Dataset excerpt:
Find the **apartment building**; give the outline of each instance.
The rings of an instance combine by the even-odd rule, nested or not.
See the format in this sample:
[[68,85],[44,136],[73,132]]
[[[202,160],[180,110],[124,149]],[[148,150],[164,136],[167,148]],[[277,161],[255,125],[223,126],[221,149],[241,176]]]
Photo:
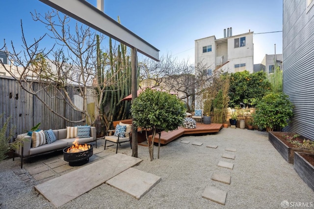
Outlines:
[[233,35],[232,28],[224,30],[224,37],[214,35],[195,40],[195,66],[206,66],[207,73],[221,68],[226,72],[247,70],[253,73],[253,32]]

Problem description —
Reproduce the rows above word for word, omitting the picture.

Final answer —
Find the **apartment building**; give the outline of each instance.
The rings of an instance combine by the even-odd rule, nested or not.
See the format in this sample:
[[68,85],[44,136],[73,132]]
[[[202,160],[180,110],[124,149]],[[148,150],[164,136],[167,148]],[[277,161],[255,125],[223,126],[221,149],[241,176]]]
Photo:
Outlines:
[[233,35],[232,28],[224,30],[224,37],[214,35],[195,40],[195,66],[206,66],[207,73],[221,68],[226,72],[247,70],[253,73],[253,32]]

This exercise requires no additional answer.